**About this exercise**. Output all of the records exactly as written.

(Extracted data entries)
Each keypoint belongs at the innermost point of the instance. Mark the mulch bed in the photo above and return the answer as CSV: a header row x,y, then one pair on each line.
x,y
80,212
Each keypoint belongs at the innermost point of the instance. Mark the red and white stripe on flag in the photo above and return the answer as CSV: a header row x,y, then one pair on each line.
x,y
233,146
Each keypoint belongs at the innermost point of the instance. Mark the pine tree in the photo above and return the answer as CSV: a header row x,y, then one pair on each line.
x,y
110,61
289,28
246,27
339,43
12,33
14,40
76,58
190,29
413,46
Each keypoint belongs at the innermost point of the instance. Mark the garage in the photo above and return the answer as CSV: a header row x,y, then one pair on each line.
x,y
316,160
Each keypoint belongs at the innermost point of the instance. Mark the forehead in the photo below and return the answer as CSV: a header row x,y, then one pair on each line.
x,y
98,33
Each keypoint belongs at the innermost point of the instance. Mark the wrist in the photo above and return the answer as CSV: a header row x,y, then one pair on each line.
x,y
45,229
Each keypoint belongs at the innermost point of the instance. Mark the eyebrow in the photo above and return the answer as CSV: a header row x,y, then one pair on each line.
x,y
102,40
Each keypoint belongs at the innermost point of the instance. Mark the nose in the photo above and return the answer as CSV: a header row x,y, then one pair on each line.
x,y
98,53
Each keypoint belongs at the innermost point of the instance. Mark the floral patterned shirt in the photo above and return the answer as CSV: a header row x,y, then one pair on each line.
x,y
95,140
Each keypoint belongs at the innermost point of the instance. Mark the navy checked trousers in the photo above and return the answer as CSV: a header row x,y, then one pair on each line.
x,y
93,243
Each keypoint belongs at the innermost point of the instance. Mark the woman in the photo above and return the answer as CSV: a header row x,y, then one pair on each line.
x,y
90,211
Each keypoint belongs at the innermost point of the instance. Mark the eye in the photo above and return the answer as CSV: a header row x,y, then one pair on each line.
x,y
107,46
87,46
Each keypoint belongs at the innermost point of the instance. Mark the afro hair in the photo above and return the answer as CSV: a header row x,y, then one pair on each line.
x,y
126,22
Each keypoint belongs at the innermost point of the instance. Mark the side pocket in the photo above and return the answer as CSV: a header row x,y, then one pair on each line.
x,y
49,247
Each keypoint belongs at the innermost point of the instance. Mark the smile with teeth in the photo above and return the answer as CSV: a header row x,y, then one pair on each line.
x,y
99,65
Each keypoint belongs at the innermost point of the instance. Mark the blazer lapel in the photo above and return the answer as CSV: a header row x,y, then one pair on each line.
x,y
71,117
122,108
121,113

**Answer below**.
Each keypoint belongs at the innermost point of the instance. Mark the mulch bed in the photo above and return the answer as CSV: a header row x,y, then one pair on each line.
x,y
80,212
Each keypoint belongs at the innermost point of the instance. Mark the red and white stripe on flag in the photo above and return the answer as CSV: a header row x,y, then one pair on each line.
x,y
233,146
Each keypoint belongs at the innermost point of the instance. Mark the pine tree in the photo above and return the answer as CSV: a header row x,y, then one pair on each line.
x,y
110,61
289,28
246,27
339,43
12,33
14,40
76,58
190,29
413,46
Each keypoint belongs at the innermost point of the instance. Mark the garage in the photo above and return the answer as CSV: a header row x,y, then one pair on each line.
x,y
316,160
Each keypoint belongs at the innermost point of the instance. Mark the forehead in the photo below and return the answer as CSV: a header row x,y, then one pair on each line.
x,y
98,33
Each keypoint belongs at the innermost point of the instance. Mark the wrist in the photo above and return the answer as CSV: a header row x,y, then one pair on each line.
x,y
45,229
Each keypoint belongs at the innermost point of the instance. Mark the eyebrow in the photo above and return the answer as CSV: a header row x,y, then one pair on each line.
x,y
102,40
Each keypoint belongs at the innermost point of the instance. Mark the nose in the photo above and return the answer as CSV: a header row x,y, then one pair on each line.
x,y
98,53
Each keypoint belongs at the innermost point of the instance. Mark the floral patterned shirt in the photo above and return the answer as CSV: a header row x,y, then one pair on each line.
x,y
95,140
Each keypoint belongs at the innermost point of the instance. Mark the navy checked trousers in the photo above and return the answer as CSV: a header row x,y, then one pair on each line.
x,y
93,243
Each keypoint belongs at the innermost point of the instance. Mark the woman in the photo above and return the answer as CSV: a header row x,y, then one pair on each line.
x,y
90,211
Each keypoint belongs at the innermost point of the instance. Mark the eye in the photo above and return the answer as CSV: a header row x,y, then one pair on each line.
x,y
107,46
87,46
Each keypoint belongs at the innermost point of the instance. Mark the afro hair in the photo above and return the answer as CSV: a header row x,y, then one pair on each line.
x,y
126,22
Each keypoint belongs at the innermost point of the instance. Mark the side pocket in the photo above and return the answer as CSV: a header row x,y, then one pair on each line.
x,y
49,247
Each keypoint belongs at the innermost point of the instance. Mark the smile with teeth in the photo above and return the answer as CSV: a header row x,y, then one pair on each line.
x,y
99,65
Each keypoint belongs at the innermost point of the instance. Mark the blazer lapel in the photo above and return the answer as CSV: a header row x,y, then one pair on each line.
x,y
71,117
122,108
121,113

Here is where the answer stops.